Data entries
▼

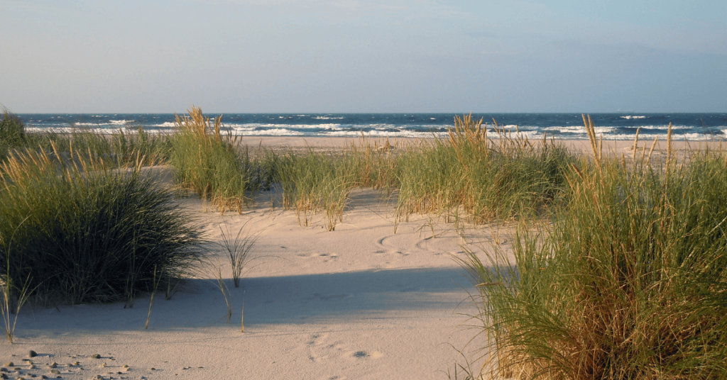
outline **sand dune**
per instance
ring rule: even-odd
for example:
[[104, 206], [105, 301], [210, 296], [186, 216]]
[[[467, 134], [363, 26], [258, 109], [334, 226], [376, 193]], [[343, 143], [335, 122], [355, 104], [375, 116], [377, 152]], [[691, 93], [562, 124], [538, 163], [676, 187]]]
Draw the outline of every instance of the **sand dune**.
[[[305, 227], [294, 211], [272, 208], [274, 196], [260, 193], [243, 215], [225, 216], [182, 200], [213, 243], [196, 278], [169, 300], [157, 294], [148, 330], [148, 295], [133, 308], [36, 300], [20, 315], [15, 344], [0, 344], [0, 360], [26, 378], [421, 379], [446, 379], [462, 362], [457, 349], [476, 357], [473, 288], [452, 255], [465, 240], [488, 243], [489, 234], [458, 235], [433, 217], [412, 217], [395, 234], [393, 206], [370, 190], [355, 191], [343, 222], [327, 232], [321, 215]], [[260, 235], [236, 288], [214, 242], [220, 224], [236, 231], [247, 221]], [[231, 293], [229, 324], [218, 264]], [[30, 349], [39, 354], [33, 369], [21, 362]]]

▲
▼

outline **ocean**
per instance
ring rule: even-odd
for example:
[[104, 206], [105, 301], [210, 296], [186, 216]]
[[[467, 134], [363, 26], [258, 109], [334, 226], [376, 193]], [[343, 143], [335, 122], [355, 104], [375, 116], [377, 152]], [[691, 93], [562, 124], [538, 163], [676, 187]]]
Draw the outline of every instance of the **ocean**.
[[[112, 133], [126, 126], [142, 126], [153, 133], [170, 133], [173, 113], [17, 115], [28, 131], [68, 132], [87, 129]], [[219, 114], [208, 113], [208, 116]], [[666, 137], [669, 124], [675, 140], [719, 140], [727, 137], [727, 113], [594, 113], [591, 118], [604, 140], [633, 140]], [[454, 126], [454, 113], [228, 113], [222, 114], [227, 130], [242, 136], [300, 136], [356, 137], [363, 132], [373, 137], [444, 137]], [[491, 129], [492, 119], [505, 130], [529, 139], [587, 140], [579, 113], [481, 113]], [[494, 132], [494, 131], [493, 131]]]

▲
▼

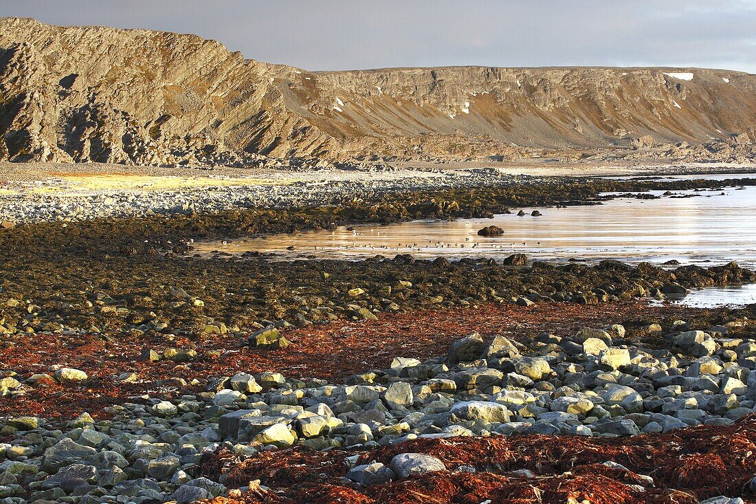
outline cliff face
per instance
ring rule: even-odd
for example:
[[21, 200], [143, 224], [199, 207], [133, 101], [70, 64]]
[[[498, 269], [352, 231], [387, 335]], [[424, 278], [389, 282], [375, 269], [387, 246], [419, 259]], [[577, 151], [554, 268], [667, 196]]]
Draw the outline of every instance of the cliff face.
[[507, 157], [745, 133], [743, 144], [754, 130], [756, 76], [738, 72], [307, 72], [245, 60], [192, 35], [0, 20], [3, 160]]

▲

:: WORK TO COMPLETE ::
Print out the lines again with no changes, beginning with the line that contains "outline **sand dune**" and continuing through the line that contains "Draw the outline of every instance of the **sand".

:: ANSWER ::
outline **sand dune**
per instance
ring rule: even-odd
for example:
[[104, 206], [105, 301], [210, 296], [186, 216]]
[[[467, 134], [363, 26], [258, 109], [334, 226], [376, 193]], [[343, 143], [335, 122], [355, 104], [375, 116], [377, 152]], [[691, 93], [562, 124], [538, 163], [676, 187]]]
Draw the outline of every instance of the **sand dune**.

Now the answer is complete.